What is needed
Would you please transcribe the records below exactly, leaving out the pictures?

Records for this task
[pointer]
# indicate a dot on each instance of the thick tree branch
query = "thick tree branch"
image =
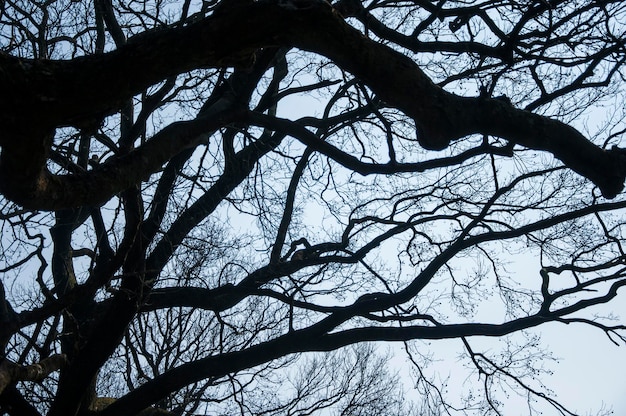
(11, 372)
(81, 90)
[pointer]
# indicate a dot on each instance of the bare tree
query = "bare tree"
(207, 203)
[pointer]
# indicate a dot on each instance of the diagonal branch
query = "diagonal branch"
(78, 91)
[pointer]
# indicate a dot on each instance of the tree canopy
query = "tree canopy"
(207, 202)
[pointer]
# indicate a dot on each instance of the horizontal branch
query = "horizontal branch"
(81, 91)
(11, 372)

Output
[pointer]
# indicate a dot on each instance of the thick tree branch
query = "thick tree branch"
image =
(11, 372)
(81, 90)
[pointer]
# indicate a dot on each instance of the bare tree
query = "bare tree"
(207, 203)
[pointer]
# indicate a dot on each instance of the diagonal branch
query = "diagonal branch"
(78, 91)
[pointer]
# indicate a dot on each instance of the tree canopy
query = "tree canopy"
(207, 202)
[pointer]
# indicate a dot on each instance of the horizontal branch
query = "horizontal branch"
(81, 91)
(11, 372)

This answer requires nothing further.